#### Entries supplied:
────────────────
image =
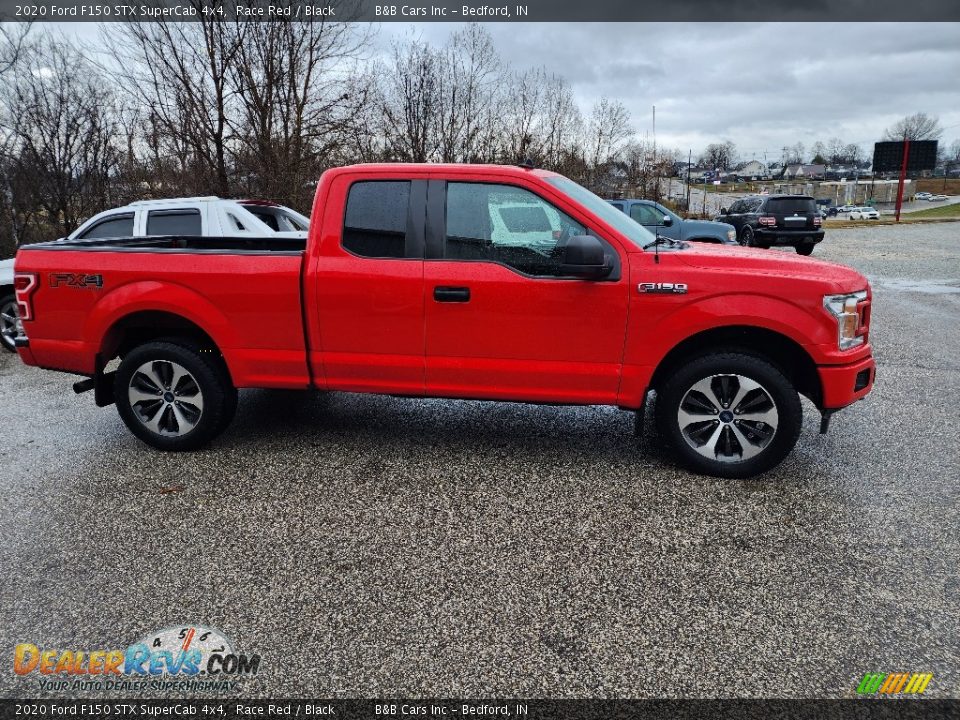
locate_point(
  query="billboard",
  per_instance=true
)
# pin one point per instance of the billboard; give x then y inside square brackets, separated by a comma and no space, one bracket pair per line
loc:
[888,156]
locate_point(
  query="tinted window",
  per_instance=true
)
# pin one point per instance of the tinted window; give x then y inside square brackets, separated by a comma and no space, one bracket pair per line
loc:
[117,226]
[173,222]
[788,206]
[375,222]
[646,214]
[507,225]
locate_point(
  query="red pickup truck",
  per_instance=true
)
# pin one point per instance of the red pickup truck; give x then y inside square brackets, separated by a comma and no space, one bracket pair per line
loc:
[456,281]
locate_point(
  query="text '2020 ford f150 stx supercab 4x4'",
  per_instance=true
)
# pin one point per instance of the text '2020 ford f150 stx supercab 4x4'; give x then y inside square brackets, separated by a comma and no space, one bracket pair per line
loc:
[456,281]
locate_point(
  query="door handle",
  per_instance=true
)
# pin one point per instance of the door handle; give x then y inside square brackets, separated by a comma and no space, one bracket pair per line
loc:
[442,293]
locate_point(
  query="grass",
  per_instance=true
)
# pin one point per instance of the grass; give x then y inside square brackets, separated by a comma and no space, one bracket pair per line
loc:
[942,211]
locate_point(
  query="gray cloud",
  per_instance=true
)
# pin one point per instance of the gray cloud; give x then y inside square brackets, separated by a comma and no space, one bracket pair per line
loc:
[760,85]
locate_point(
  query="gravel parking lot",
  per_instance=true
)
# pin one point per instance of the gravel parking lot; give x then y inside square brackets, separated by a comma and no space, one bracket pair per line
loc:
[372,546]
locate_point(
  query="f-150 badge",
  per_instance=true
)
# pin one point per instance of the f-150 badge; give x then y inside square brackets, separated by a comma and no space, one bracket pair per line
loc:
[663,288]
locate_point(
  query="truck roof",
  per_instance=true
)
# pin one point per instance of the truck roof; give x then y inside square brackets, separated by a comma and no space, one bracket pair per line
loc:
────────────────
#### Instructions for the task:
Copy out, from the material above, each line where the word "grass" is present.

#### Completed task:
  query="grass",
# pin one point per instance of the grass; give x then y inside square brackets, separated by a comma and no space, one bracket pair per line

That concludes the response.